Senior Years and Wellbeing 

Digital Social Skills

By Catherine Gerhardt

Just as we teach children social skills for real life, there are important social skills for the digital world. As they travel through new social situations, including online, it is imperative that parents teach children to follow a few basic rules.

The internet is a portal into some of the most amazing places, and just like any new place we visit, we are likely to make a few social stumbles.  If travelling the world, every culture you visit would have its own social nuances that you are likely to have to work your way around.  It would be easy to misunderstand what others say or take offence to something that was not intended. 

Young people, at the best of times, are still learning social rules and developing their critical thinking skills around collective interactions.  Well-meaning personalities can make all kinds of mistakes when they enter this new online culture.

As parents we want to do whatever it takes to minimise the mistakes our children make online. Netiquette is a set of general guidelines for cyberspace behaviour. Here are some basic principles parents can use to help children solve their own ‘netiquette’ dilemmas.

Be kind

Remember the human behind every screen.  Every user is an independent person with individual thoughts and feelings.  It can be easy to misunderstand another person’s intentions or even be rude to others when you are not interacting with them in person and given the grace of viewing facial expressions and emotions.  Perhaps the best mantra we can go back to as parents is the golden rule of “Treat others how you would like to be treated.”  Developing empathy and trying to see that comment, post or photo from many different perspectives takes practice.  How would you feel if someone said that to you? Treating others with respect is paramount.  Yes, there may be times when you might have to stick up for yourself, however it needs to be done in a responsible and respectful way.

If you wouldn’t do it there, don’t do it here

Social standards apply to both online and offline spaces, and standards of online behaviour should be consistent with real life expectations. As parents we put many rules and expectations in place as to how we expect our children to behave in a public place. I know I expect my children to show respect, use their manners, help others out, practice kind language, etc.  Online is the biggest public place your child will ever find themselves, which is all the more reason to work on exceeding those standards of behaviour.

Respect privacy

With the world wide web being a public place, privacy is paramount. Learning how to protect personal information and the importance of looking at a website’s privacy policy can help develop skills around internet privacy.  Asking for permission before creating accounts and downloading files, strategies for identifying scams and limiting the type of information kids give about themselves or others can help set a strong foundation for their digital lives. Children do not always appreciate that they may be putting their information in jeopardy, because the warning signs are not always obvious.  Respecting other people’s right to privacy is also crucial; don’t tell other people’s stories, spread rumours or give away personal details without permission.

Develop their internal filter

Parents may feel that they have some control over their child’s use of technology and many use programs and apps that allow for monitoring and filtering content.  Despite the best intentions, there are times when filters are re-set, not set up correctly or not even in place – for example when your child goes to their friend’s house, gets online and no safety mechanisms have been established. What this means is that we need to help our children develop their internal filter, as this is the one they will always have and may need to rely on. Research is clear that the best way to teach morals and ethics is through example.

→ **DATASET SECTION**

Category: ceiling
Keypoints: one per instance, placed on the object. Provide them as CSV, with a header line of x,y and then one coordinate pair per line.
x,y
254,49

→ **STATED GOAL**
Please summarize the article on digital social skills in two sentences.

→ **EXERCISE RESPONSE**
Parents should teach children basic rules of netiquette, general guidelines for cyberspace behavior, because young people are still learning social rules and can make many mistakes in the new online culture. The article's principles are to be kind by remembering the human behind every screen, to apply real-life standards of behavior online, to respect both their own and others' privacy, and to develop children's internal filter, since external filters are not always in place.